* BEGIN SUPPLIED ENTRIES *

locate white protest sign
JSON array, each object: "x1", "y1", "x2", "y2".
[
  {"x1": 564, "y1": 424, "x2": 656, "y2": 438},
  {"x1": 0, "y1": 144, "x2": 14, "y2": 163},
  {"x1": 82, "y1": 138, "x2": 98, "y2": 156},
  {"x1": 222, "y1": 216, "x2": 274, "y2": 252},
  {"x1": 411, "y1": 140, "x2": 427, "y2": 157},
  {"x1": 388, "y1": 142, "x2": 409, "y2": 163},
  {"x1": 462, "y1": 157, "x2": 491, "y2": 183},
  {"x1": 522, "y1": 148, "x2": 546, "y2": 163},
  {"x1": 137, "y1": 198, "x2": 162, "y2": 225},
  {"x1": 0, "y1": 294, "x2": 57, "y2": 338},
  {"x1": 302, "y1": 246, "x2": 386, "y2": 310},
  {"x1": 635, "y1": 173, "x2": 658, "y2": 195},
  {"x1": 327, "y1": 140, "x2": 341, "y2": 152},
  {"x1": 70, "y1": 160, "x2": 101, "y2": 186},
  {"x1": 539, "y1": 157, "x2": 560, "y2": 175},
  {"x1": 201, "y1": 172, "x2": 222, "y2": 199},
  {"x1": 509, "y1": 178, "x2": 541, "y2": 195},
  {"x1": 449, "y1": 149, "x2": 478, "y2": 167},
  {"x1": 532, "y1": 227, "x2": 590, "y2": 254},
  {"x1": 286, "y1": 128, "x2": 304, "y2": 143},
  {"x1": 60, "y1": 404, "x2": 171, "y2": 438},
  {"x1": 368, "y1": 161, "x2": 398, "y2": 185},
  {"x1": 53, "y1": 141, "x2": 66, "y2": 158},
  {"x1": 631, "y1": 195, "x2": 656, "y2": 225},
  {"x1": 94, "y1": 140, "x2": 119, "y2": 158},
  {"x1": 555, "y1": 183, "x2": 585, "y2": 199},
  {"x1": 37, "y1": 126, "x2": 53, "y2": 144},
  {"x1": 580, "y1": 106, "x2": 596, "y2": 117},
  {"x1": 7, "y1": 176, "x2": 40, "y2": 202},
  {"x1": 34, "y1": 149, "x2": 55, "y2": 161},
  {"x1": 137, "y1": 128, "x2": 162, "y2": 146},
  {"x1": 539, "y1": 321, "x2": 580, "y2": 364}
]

* END SUPPLIED ENTRIES *

Copy out every item above again, line for line, with no changes at all.

locate white protest sign
JSON array, each object: "x1", "y1", "x2", "y2".
[
  {"x1": 564, "y1": 424, "x2": 656, "y2": 438},
  {"x1": 0, "y1": 144, "x2": 14, "y2": 163},
  {"x1": 82, "y1": 138, "x2": 98, "y2": 156},
  {"x1": 222, "y1": 216, "x2": 274, "y2": 252},
  {"x1": 411, "y1": 140, "x2": 427, "y2": 157},
  {"x1": 388, "y1": 142, "x2": 409, "y2": 163},
  {"x1": 462, "y1": 157, "x2": 491, "y2": 183},
  {"x1": 522, "y1": 148, "x2": 546, "y2": 163},
  {"x1": 137, "y1": 198, "x2": 162, "y2": 225},
  {"x1": 0, "y1": 294, "x2": 57, "y2": 338},
  {"x1": 302, "y1": 246, "x2": 386, "y2": 310},
  {"x1": 635, "y1": 173, "x2": 658, "y2": 195},
  {"x1": 327, "y1": 140, "x2": 341, "y2": 152},
  {"x1": 70, "y1": 160, "x2": 101, "y2": 186},
  {"x1": 539, "y1": 157, "x2": 560, "y2": 175},
  {"x1": 201, "y1": 172, "x2": 222, "y2": 199},
  {"x1": 509, "y1": 178, "x2": 541, "y2": 195},
  {"x1": 449, "y1": 149, "x2": 478, "y2": 167},
  {"x1": 532, "y1": 227, "x2": 590, "y2": 254},
  {"x1": 286, "y1": 128, "x2": 304, "y2": 143},
  {"x1": 60, "y1": 404, "x2": 171, "y2": 438},
  {"x1": 368, "y1": 161, "x2": 398, "y2": 185},
  {"x1": 53, "y1": 141, "x2": 66, "y2": 158},
  {"x1": 631, "y1": 195, "x2": 656, "y2": 225},
  {"x1": 94, "y1": 140, "x2": 119, "y2": 158},
  {"x1": 555, "y1": 183, "x2": 585, "y2": 199},
  {"x1": 37, "y1": 126, "x2": 53, "y2": 144},
  {"x1": 580, "y1": 106, "x2": 596, "y2": 117},
  {"x1": 7, "y1": 176, "x2": 40, "y2": 202},
  {"x1": 34, "y1": 149, "x2": 55, "y2": 161},
  {"x1": 137, "y1": 128, "x2": 162, "y2": 146},
  {"x1": 539, "y1": 321, "x2": 580, "y2": 364}
]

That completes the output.